start

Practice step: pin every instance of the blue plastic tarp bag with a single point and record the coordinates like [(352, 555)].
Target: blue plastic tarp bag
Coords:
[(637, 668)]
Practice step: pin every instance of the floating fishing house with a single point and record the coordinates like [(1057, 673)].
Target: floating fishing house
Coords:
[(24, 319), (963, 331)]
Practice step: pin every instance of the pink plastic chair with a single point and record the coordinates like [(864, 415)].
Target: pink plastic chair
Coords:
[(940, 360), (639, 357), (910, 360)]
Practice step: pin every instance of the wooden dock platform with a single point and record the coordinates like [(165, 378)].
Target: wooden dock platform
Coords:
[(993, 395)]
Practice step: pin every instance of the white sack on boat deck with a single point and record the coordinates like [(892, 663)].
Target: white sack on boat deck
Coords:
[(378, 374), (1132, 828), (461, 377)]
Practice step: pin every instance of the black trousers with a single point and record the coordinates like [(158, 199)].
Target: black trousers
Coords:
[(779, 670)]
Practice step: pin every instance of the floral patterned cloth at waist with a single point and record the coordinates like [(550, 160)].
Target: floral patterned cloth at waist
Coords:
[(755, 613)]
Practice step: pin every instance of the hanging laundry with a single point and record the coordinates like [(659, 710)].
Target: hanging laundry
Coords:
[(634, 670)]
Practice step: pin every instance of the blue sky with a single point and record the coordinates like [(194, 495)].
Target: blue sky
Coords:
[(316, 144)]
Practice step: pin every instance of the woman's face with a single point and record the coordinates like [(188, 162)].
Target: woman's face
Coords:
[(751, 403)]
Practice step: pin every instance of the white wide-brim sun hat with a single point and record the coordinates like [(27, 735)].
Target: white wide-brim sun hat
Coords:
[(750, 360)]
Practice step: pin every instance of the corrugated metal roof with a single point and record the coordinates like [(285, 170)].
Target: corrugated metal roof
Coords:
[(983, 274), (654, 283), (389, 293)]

end
start

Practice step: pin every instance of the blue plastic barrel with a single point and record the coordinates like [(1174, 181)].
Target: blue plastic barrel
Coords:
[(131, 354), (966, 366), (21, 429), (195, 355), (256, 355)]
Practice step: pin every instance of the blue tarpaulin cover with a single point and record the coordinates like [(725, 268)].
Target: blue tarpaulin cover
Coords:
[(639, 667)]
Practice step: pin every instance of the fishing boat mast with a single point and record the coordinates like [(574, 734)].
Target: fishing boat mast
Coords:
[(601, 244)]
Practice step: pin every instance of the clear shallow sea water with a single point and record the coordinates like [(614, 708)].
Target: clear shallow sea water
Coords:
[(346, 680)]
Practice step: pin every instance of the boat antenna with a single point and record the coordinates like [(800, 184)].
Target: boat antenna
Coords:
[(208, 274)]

end
start

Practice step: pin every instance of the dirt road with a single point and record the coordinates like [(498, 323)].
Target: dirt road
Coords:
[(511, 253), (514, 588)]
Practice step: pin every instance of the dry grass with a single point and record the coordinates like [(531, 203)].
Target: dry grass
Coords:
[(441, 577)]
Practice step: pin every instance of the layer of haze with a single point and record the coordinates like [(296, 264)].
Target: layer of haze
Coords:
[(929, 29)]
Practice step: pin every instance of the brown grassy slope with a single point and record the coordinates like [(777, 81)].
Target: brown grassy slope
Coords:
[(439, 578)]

end

■ **EXERCISE REQUIREMENTS**
Please give the rows from the line containing "Practice step: pin every instance of the blue plastic barrel" through the line containing "[(639, 667)]" as a JSON list of strings, one string per line, with blank lines left out.

■ **RESPONSE TO THIS EXERCISE**
[
  "Practice step: pin every instance of the blue plastic barrel with a single point and record the coordinates like [(1174, 181)].",
  "Target: blue plastic barrel",
  "Coords:",
  "[(131, 354), (966, 366), (21, 429), (195, 355), (256, 355)]",
  "Practice step: pin every instance of the blue tarpaulin cover with a single point and record the coordinates like [(725, 268)].",
  "Target: blue tarpaulin cover",
  "Coords:",
  "[(639, 667)]"
]